Files
Charon/docs/plans/current_spec.md

283 lines
10 KiB
Markdown

---
title: "Migration to Alpine (Issue #631)"
status: "draft"
scope: "docker/alpine-migration"
notes: This plan has yet to be finished. You may add to but, ** DO NOT ** overwrite until completion of PR #666.
---
## 1. Introduction
This plan defines the migration of the Charon Docker image base from
Debian Trixie Slim to Alpine Linux to address inherited glibc CVEs and
reduce image size (Issue #631). The plan consolidates the prior Alpine
migration research and translates it into a minimal-change, test-first
implementation path aligned with current CI and container workflows.
Objectives:
- Replace Debian-based runtime with Alpine 3.23.x while maintaining
feature parity.
- Eliminate Debian glibc HIGH CVEs in the runtime image.
- Keep build stages compatible with multi-arch Buildx and existing
supply chain checks.
- Validate DNS resolution, SQLite (CGO) behavior, and security suite
functionality under musl.
- Review and update .gitignore, codecov.yml, .dockerignore, and
Dockerfile as needed.

# Information provided
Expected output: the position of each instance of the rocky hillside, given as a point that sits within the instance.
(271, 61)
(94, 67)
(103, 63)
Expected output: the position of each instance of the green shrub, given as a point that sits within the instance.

# Given instruction 1
In the Alpine migration plan, which Alpine Linux version is meant to replace the Debian-based runtime?
# Given instruction 2
Continue the Alpine migration plan from the point where it stops.

# Expected output 1
Alpine 3.23.x

# Expected output 2
## 2. Research Findings
### 2.1 Existing Plans and Security Context
- Alpine migration specification already exists and is comprehensive:
docs/plans/alpine_migration_spec.md.
- Debian CVE acceptance is temporary and explicitly tied to Alpine
migration:
docs/security/VULNERABILITY_ACCEPTANCE.md.
- Past Alpine-related issues and trade-offs are documented, including
musl DNS differences:
docs/analysis/crowdsec_integration_failure_analysis.md.
### 2.2 Current Docker and CI Touchpoints
Primary files that must be considered for the migration:
- Dockerfile (multi-stage build with Debian runtime base).
- .docker/docker-entrypoint.sh (uses user/group management and tools
that differ on Alpine).
- .docker/compose/docker-compose.yml (image tag references).
- .github/workflows/docker-build.yml (base image digest resolution and
build args).
- .github/workflows/security-pr.yml and supply-chain-pr.yml (build and
scan behaviors depend on the container layout).
- tools/dockerfile_check.sh (package manager validation).
### 2.3 Compatibility Summary (musl vs glibc)
Based on alpine_migration_spec.md and current runtime behavior:
- Go services and Caddy/CrowdSec are Go binaries and compatible with
musl.
- SQLite is CGO-backed; ensure CGO remains enabled and libsqlite3 is
available under musl, then validate runtime CRUD behavior.
- DNS resolution differences are the primary operational risk;
mitigation is available via $GODEBUG=netdns=go.
- Entrypoint uses Debian-specific user/group tools; Alpine requires
adduser/addgroup or the shadow package.
## 3. Technical Specifications
### 3.1 Target Base Image
- Runtime base: alpine:3.23.x pinned by digest (Renovate-managed).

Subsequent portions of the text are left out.